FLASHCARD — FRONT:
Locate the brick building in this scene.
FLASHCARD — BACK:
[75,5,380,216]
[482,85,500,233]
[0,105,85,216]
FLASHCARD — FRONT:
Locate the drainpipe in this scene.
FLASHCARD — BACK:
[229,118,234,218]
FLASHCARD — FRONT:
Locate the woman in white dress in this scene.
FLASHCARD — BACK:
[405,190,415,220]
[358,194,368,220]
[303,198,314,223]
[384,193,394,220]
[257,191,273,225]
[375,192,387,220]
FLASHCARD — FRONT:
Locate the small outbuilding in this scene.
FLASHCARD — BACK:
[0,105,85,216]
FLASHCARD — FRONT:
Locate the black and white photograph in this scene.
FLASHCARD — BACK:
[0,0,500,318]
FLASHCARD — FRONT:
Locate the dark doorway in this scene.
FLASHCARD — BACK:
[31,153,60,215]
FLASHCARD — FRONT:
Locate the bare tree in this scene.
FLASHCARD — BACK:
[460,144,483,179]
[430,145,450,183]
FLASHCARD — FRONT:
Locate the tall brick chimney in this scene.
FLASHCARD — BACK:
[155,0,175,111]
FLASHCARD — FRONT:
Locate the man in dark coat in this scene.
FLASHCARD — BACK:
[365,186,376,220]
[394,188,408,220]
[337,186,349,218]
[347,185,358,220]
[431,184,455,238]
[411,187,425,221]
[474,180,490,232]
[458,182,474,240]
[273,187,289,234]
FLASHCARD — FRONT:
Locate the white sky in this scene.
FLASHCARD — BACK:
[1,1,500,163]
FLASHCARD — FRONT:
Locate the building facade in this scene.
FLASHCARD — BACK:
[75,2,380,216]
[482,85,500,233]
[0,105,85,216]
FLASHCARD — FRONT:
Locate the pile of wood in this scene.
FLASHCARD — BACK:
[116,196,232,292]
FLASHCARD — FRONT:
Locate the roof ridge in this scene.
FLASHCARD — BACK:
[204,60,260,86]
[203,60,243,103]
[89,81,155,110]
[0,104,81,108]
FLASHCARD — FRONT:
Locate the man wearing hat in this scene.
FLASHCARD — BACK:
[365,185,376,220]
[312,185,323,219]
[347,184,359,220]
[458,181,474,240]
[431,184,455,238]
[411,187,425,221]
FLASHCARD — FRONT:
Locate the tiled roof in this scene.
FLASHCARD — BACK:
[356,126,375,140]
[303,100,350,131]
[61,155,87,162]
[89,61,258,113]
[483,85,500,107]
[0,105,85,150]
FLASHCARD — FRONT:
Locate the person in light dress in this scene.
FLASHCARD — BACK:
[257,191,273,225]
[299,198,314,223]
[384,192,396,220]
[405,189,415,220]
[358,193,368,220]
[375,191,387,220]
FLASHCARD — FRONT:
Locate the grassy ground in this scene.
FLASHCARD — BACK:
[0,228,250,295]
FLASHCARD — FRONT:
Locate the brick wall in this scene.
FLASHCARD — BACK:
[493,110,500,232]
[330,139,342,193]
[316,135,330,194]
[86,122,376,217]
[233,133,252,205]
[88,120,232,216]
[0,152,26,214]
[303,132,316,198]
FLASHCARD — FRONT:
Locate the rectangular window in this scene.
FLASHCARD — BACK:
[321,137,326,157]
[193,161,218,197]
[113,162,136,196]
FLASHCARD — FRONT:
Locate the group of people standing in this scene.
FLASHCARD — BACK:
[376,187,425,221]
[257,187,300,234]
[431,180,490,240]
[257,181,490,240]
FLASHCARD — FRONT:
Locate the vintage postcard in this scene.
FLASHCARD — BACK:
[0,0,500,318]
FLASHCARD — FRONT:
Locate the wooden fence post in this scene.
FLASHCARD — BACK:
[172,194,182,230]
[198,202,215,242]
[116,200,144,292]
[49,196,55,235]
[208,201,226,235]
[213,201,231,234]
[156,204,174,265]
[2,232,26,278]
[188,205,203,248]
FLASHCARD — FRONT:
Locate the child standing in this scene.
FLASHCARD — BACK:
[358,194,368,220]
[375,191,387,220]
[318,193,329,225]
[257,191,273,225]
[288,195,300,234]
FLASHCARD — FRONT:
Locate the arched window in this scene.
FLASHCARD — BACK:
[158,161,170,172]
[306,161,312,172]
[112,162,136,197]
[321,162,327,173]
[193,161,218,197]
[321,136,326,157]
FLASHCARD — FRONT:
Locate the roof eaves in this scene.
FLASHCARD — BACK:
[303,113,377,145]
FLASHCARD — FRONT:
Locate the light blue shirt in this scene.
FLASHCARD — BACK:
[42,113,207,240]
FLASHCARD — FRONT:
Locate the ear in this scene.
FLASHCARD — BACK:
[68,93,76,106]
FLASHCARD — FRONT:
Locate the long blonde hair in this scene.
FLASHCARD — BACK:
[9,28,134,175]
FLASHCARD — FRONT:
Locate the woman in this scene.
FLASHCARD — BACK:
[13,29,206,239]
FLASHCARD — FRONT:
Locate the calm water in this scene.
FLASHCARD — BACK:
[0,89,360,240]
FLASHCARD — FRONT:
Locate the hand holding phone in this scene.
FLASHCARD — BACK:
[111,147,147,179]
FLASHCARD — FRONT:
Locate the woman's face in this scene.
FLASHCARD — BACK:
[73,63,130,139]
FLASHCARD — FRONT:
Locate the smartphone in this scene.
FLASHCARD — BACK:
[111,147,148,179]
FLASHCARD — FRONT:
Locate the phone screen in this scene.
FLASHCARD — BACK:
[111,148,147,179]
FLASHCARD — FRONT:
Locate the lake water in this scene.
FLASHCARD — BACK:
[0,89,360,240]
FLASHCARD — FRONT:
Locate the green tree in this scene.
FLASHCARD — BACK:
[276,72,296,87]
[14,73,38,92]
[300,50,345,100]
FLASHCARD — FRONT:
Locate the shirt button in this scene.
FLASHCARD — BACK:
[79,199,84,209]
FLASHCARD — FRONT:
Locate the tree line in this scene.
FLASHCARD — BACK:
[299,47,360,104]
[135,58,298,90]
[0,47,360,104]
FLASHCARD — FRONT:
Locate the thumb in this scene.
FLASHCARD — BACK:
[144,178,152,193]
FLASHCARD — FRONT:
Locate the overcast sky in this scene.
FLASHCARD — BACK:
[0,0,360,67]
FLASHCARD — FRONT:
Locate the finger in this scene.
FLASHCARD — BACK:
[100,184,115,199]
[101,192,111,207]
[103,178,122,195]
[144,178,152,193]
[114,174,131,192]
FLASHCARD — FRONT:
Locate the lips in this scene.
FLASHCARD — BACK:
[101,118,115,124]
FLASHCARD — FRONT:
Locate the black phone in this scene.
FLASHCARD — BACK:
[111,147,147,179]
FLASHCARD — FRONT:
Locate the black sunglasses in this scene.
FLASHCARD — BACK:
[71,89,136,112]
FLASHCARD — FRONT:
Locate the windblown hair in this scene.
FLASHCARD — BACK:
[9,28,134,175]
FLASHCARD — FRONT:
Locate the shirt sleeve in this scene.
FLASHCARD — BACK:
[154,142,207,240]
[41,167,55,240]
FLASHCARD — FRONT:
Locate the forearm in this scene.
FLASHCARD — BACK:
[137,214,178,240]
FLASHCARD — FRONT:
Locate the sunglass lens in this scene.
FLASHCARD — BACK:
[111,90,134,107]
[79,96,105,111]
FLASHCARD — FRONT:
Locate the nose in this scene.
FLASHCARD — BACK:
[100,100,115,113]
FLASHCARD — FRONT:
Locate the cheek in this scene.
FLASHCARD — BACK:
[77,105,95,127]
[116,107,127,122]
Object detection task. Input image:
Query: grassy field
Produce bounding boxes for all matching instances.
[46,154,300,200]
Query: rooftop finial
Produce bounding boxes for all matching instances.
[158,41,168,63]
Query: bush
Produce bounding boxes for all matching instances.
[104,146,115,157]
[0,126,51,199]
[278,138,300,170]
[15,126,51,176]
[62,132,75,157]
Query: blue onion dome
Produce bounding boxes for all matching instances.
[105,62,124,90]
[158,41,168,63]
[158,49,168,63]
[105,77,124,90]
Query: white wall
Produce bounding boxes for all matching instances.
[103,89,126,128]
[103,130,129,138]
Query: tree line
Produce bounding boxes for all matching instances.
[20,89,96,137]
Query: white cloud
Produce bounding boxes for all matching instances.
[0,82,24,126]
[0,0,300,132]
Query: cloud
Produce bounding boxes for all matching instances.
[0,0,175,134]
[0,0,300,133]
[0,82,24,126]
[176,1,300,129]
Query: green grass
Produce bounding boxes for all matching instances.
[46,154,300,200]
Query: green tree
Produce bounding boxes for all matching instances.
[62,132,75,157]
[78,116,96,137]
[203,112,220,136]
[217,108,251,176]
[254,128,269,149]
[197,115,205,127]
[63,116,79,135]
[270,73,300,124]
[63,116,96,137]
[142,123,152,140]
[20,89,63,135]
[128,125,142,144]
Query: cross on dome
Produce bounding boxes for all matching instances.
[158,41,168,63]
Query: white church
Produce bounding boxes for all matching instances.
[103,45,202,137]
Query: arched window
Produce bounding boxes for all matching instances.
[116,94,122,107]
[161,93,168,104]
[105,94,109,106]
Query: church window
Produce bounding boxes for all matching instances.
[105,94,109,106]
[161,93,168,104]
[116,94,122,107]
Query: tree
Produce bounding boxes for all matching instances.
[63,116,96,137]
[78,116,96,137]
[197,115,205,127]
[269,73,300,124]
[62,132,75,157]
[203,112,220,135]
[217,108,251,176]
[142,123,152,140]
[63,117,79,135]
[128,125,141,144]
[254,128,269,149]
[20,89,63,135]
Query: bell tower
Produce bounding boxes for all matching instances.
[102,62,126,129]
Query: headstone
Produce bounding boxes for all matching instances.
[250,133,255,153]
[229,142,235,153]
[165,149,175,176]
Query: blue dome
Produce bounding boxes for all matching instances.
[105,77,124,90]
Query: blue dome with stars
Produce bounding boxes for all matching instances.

Task requirements:
Rewrite everything from the first of the items above down to the line containing "[229,118,234,218]", inclusive, replacing "drainpipe" with "downspout" and leaving all else unchanged.

Exercise answer:
FLASHCARD — FRONT:
Locate the brick building in this scene.
FLASHCARD — BACK:
[75,5,380,216]
[482,85,500,233]
[0,105,85,216]
FLASHCARD — FRONT:
Locate the downspout in this scene.
FLASHCARD — BACK:
[229,118,234,218]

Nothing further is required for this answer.